Supplied information -
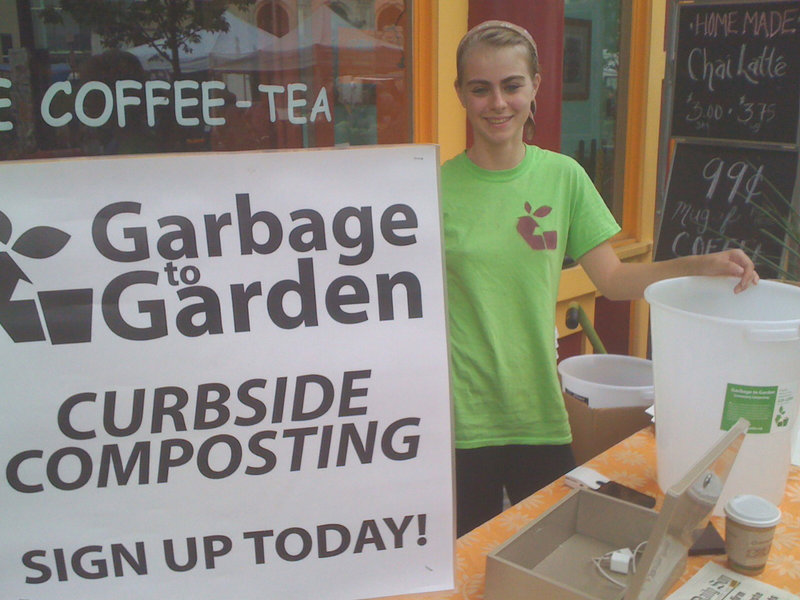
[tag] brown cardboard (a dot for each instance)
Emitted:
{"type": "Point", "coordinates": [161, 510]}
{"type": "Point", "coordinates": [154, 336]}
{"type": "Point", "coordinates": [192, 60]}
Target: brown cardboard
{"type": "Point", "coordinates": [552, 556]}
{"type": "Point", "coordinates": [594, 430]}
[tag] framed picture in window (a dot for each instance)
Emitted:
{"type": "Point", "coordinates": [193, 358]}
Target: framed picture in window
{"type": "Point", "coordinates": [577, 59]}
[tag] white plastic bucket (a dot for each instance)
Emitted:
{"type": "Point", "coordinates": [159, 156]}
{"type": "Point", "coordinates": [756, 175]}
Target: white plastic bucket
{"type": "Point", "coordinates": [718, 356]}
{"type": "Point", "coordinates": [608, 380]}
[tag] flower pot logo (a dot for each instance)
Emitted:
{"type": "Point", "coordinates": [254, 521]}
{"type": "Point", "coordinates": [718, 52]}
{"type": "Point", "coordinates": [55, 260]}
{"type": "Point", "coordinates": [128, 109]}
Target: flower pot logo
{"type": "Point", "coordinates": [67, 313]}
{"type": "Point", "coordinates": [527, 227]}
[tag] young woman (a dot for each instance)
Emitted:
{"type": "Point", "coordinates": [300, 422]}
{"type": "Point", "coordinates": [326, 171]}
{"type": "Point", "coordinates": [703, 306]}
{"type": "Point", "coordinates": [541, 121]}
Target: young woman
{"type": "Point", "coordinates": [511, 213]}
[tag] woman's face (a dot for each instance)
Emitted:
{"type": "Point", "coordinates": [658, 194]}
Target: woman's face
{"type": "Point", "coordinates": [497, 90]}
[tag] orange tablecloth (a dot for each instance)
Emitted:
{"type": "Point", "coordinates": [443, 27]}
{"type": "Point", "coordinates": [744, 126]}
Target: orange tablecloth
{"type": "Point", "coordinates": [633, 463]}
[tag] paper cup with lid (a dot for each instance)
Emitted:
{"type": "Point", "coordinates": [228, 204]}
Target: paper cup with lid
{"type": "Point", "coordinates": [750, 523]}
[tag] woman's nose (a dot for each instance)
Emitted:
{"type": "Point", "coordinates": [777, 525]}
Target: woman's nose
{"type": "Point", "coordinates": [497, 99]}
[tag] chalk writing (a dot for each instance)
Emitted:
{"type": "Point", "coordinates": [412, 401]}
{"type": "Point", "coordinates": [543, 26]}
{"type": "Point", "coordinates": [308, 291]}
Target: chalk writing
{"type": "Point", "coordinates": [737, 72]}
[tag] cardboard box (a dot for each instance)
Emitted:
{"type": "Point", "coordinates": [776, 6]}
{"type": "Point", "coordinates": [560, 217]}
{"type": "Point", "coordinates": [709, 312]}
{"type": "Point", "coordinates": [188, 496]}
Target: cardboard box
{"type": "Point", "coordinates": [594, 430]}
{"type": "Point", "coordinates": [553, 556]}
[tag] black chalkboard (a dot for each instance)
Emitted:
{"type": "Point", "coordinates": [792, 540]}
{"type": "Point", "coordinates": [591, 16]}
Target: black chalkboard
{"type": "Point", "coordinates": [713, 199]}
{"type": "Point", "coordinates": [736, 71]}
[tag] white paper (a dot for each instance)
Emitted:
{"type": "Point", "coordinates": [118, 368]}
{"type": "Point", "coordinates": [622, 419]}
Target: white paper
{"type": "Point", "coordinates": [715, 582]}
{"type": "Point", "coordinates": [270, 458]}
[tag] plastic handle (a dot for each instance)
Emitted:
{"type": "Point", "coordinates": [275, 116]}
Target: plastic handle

Your task -
All of the entries must be reproduced exactly, apart from the pictures, which are to be dropped.

Answer to the problem -
[tag] brown cardboard (a dot for each instance)
Emitted:
{"type": "Point", "coordinates": [161, 510]}
{"type": "Point", "coordinates": [154, 336]}
{"type": "Point", "coordinates": [192, 60]}
Target: brown cardboard
{"type": "Point", "coordinates": [552, 556]}
{"type": "Point", "coordinates": [594, 430]}
[tag] framed picture in window (a dot for each instance)
Emitted:
{"type": "Point", "coordinates": [193, 358]}
Target: framed picture in window
{"type": "Point", "coordinates": [577, 59]}
[tag] white plastic bucket (a dot for each instance)
Emitted:
{"type": "Point", "coordinates": [159, 156]}
{"type": "Point", "coordinates": [756, 175]}
Target: white plastic bucket
{"type": "Point", "coordinates": [718, 356]}
{"type": "Point", "coordinates": [608, 380]}
[tag] flower pot logo (a dot for each instance)
Emitted:
{"type": "Point", "coordinates": [254, 521]}
{"type": "Point", "coordinates": [718, 52]}
{"type": "Point", "coordinates": [55, 260]}
{"type": "Point", "coordinates": [128, 109]}
Target: flower pot logo
{"type": "Point", "coordinates": [67, 313]}
{"type": "Point", "coordinates": [527, 227]}
[tag] young woman (a dot for each instance)
Emitted:
{"type": "Point", "coordinates": [300, 422]}
{"type": "Point", "coordinates": [326, 171]}
{"type": "Point", "coordinates": [703, 306]}
{"type": "Point", "coordinates": [541, 121]}
Target: young woman
{"type": "Point", "coordinates": [511, 213]}
[tag] woman's face (a dot for each instance)
Emitted:
{"type": "Point", "coordinates": [658, 194]}
Target: woman's face
{"type": "Point", "coordinates": [497, 90]}
[tag] orange tablecloth (a dot for each instance)
Emitted:
{"type": "Point", "coordinates": [443, 27]}
{"type": "Point", "coordinates": [744, 126]}
Target: orange tablecloth
{"type": "Point", "coordinates": [633, 463]}
[tag] paper cup with lid (a dot for each instance)
Emitted:
{"type": "Point", "coordinates": [228, 204]}
Target: paper cup with lid
{"type": "Point", "coordinates": [750, 523]}
[tag] woman's nose (a dot for each instance)
Emitted:
{"type": "Point", "coordinates": [777, 525]}
Target: woman's nose
{"type": "Point", "coordinates": [497, 99]}
[tag] chalk writing (a dot for each instance)
Emitted:
{"type": "Point", "coordinates": [412, 401]}
{"type": "Point", "coordinates": [543, 26]}
{"type": "Point", "coordinates": [308, 291]}
Target: chalk writing
{"type": "Point", "coordinates": [737, 72]}
[tag] cardboard box (a dot for each instance)
Emitted:
{"type": "Point", "coordinates": [776, 6]}
{"type": "Point", "coordinates": [560, 217]}
{"type": "Point", "coordinates": [709, 312]}
{"type": "Point", "coordinates": [188, 496]}
Target: cardboard box
{"type": "Point", "coordinates": [594, 430]}
{"type": "Point", "coordinates": [553, 556]}
[tag] black chalkboard (a dot for each instance)
Emitted:
{"type": "Point", "coordinates": [792, 540]}
{"type": "Point", "coordinates": [591, 16]}
Target: black chalkboard
{"type": "Point", "coordinates": [713, 199]}
{"type": "Point", "coordinates": [736, 71]}
[tag] white paper (a dot for each instance)
Emitted:
{"type": "Point", "coordinates": [118, 368]}
{"type": "Point", "coordinates": [622, 419]}
Target: white paper
{"type": "Point", "coordinates": [715, 582]}
{"type": "Point", "coordinates": [270, 458]}
[tag] plastic handle (a dot for each instance)
Emitted:
{"type": "Point", "coordinates": [275, 116]}
Target: plastic handle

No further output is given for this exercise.